Task objective => Repeat the lines below word for word, leaving out the pictures.
[Start of Records for this exercise]
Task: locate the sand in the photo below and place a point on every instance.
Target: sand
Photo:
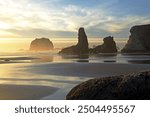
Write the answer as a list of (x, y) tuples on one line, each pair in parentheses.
[(87, 69), (83, 71), (24, 92)]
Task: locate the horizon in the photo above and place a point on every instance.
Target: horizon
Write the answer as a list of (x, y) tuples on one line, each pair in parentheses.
[(23, 21)]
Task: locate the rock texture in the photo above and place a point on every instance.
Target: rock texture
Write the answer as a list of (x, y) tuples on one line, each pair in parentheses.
[(109, 46), (81, 47), (139, 40), (41, 44), (125, 87)]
[End of Records for this exercise]
Result of the task =>
Task: locate the sand in the photo below and place a point on every instance.
Target: sand
Photo:
Write the answer as a list of (x, y) tuples on one line, each pair in parentheses.
[(87, 69), (83, 71), (24, 92)]
Task: locate the horizon in the photo above and place a point on every instance.
Target: horizon
Write the answer as a list of (x, y) tuples on one line, each pair in parentheses.
[(23, 21)]
Task: locate the rock texture in the photo above and place a point on every instance.
Target: rock texture
Write the answer as a list of (x, y) tuples on one line, each pair in parentheses.
[(109, 46), (81, 47), (139, 40), (41, 44), (125, 87)]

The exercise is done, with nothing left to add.